▸ Task item A:
Translate this sentence from the profile of Hae-Suk Suh into Spanish: "When Jong Lee was transferred back to Seoul, Suh stayed in the Bay Area with their two children in order to maintain the opportunities she had at Baker & McKenzie."
▸ Task item B:
According to the profile of Hae-Suk Suh, in what year did she leave Park & Partners with her colleagues to form Wuhyun Law P.C.?
▸ Task item C:
Carry on the profile of Hae-Suk Suh from its last sentence.

Suh’s initial thoughts were that she would use her law degree to help Koreans immigrating to the U.S., but as she progressed through law school, she became intrigued with the idea of contributing to her country’s economic growth in the increasingly global economy through international business.

Hae-Suk Suh
Suh discusses the introduction of the Internet Real-Name System.


Korea had come a long way since her birth in 1953, the year of the armistice ending the war between the communist People’s Republic of Korea in the north and the democratic Republic of Korea in the south. (This north/south division was made after Japan’s defeat in W.W.II ended its 35 year occupation of Korea. Intended to be temporary, it turned over the administration of Korea above the 38th parallel to the USSR, and south of the parallel to the U.S.)

In the intervening years, South Korea’s economy has grown from one comparable to that of the poorer countries of Africa and Asia to the 10th largest economy in the world—a pretty impressive accomplishment for a country not much bigger than the state of Indiana.

After graduating from law school, Suh began her practice as an international lawyer at Baker & McKenzie in San Francisco, where she was an associate in corporate and commercial law while her husband finished his MBA evenings at Santa Clara. (The couple’s work ethic rubbed off on their children: their daughter is a psychiatrist and their son is in medical school.)

Hae-Suk Suh
Suh (far right) holds up a card expressing wishes for the fast development of Korean info-tech industries during a groundbreaking at Nuritkum Square, the country’s first IT complex building, located in Sangam-dong, Seoul.


When Jong Lee was transferred back to Seoul, Suh stayed in the Bay Area with their two children in order to maintain the opportunities she had at Baker & McKenzie. But after six months of family separation, she decided to take a leave of absence and return to Korea.
There, she joined the law firm Park & Partners as a foreign legal consultant (as she is not licensed in Korea) where she continued working in corporate and commercial law, eventually becoming the head of the international transactions department. In 2001 she left with her colleagues to form a new law firm, Wuhyun Law P.C., specializing in international law. It now employs 25 attorneys.

Lawyers enjoy more prestige in Korea than in the U.S., says Suh. Until recently only about 300 new law graduates passed the bar each year, so bar passage alone was quite an accomplishment. Recently, the pass rate has gone up to about 1,000 a year.

▸ Provided information:
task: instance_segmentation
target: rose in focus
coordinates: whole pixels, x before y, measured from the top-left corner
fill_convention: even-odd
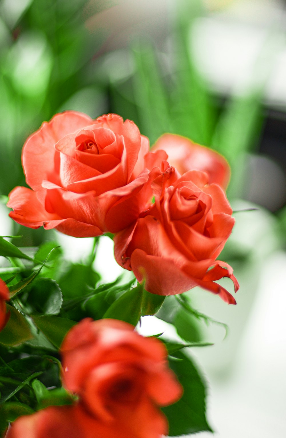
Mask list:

* * *

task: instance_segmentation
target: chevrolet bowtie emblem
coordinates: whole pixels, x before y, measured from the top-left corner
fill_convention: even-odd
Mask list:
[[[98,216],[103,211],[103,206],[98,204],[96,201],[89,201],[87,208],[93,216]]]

▸ Response box A:
Cuando Jong Lee fue trasladado de vuelta a Seúl, Suh se quedó en el Área de la Bahía con sus dos hijos para mantener las oportunidades que tenía en Baker & McKenzie.

▸ Response box B:
2001

▸ Response box C:
Bar pass rates for women have been gradually increasing, making up about a third of bar passers in 2005, but they are not well represented in senior positions. “The discrimination here is more overt than in the U.S.,” says Suh. “Some people still believe that the law is a job for men.”

Such beliefs have not held Suh back. In 2004, Suh was asked by Korea’s URI party, the current ruling party in the National Assembly (the Republic’s unicameral parliament), to be one of its 24 “proportional” representatives, meaning representatives who the party gets to appoint due to the amount of support it has from the electorate. She is one of 41 women in the 299-member assembly.

As a lawmaker, Suh can finally influence the laws that as a lawyer she simply had to accept. “As a lawyer, I had to advise my clients what the law was but had no ability to change it. Now I can really push to change laws and to pursue good policy.” Korea, says Suh, “has been obsessed with democracy and reform. Now is the time to develop law in other fields.” A member of the National Assembly’s Science, Technology, Information and Telecommunications Committee and the Special Committee on Climate Change, Suh is particularly interested in laws relating to regulation of digital content, the telecommunications industry, biomedical issues, privacy rights, and improving the quality of health care.

Suh stays in touch with Santa Clara Law by hiring at least one intern each summer from the school’s summer abroad program.

SUSAN VOGEL is a frequent contributor to Santa Clara Law.